## 연습 목표
아래 목록 전체에서 "stone arch"를 "stone archway"로 바꾸어 갱신하고, 나머지는 그대로 두십시오. 답에는 사진을 넣지 마십시오.

## 주어진 목록

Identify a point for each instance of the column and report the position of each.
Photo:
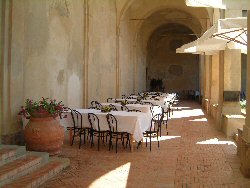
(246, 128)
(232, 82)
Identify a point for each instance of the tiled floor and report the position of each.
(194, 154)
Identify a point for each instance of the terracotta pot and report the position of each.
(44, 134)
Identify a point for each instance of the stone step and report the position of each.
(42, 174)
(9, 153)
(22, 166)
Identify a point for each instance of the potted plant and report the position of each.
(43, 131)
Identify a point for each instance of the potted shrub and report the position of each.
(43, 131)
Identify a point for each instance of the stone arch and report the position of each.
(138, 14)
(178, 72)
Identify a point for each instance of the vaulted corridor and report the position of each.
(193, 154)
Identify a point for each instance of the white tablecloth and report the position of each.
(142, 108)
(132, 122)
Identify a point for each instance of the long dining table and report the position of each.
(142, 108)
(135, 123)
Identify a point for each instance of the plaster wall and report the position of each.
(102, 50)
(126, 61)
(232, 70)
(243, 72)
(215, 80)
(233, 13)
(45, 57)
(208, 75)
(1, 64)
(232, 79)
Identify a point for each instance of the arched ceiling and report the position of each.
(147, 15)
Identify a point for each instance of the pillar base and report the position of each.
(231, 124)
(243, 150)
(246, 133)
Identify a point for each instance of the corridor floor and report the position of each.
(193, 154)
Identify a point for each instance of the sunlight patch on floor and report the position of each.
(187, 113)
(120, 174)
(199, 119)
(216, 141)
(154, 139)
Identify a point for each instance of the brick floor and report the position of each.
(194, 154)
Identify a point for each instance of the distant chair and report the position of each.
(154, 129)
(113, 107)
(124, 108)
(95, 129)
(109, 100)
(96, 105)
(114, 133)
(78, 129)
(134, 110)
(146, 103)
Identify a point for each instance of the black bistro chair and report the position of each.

## 과제 결과
Identify a point for each instance of the column and report the position of each.
Photo:
(246, 128)
(232, 82)
Identify a point for each instance of the tiled floor and report the position of each.
(194, 154)
Identify a point for each instance of the terracotta pot and report the position of each.
(44, 134)
Identify a point for each instance of the stone step and report the position of each.
(42, 174)
(9, 153)
(22, 166)
Identify a point for each instance of the potted plant and report the position of each.
(43, 131)
Identify a point for each instance of the potted shrub and report the position of each.
(43, 131)
Identify a point for each instance of the stone archway and report the position of each.
(138, 14)
(178, 72)
Identify a point for each instance of the vaulted corridor and report the position of each.
(193, 154)
Identify a point for each instance of the white tablecloth and report the position of each.
(142, 108)
(132, 122)
Identify a point for each instance of the long dining table and report the position of each.
(142, 108)
(135, 123)
Identify a point for each instance of the plaster wall and report the position of each.
(102, 50)
(126, 61)
(232, 70)
(243, 72)
(215, 80)
(233, 13)
(45, 57)
(208, 75)
(1, 64)
(232, 79)
Identify a point for each instance of the arched ceiling and report the position of each.
(147, 15)
Identify a point for each instance of the pillar base and report the position of each.
(231, 124)
(243, 150)
(246, 133)
Identify a point for each instance of the corridor floor and report the position of each.
(193, 154)
Identify a point for each instance of the sunlight patch on floor and report the position of each.
(187, 113)
(120, 174)
(199, 119)
(216, 141)
(154, 139)
Identify a point for each instance of the brick floor and report the position of each.
(194, 154)
Identify a point for each instance of the distant chair and report the position of each.
(154, 129)
(113, 107)
(124, 108)
(95, 129)
(109, 100)
(96, 105)
(114, 133)
(78, 129)
(134, 110)
(146, 103)
Identify a point for each instance of the black bistro chair and report the position of each.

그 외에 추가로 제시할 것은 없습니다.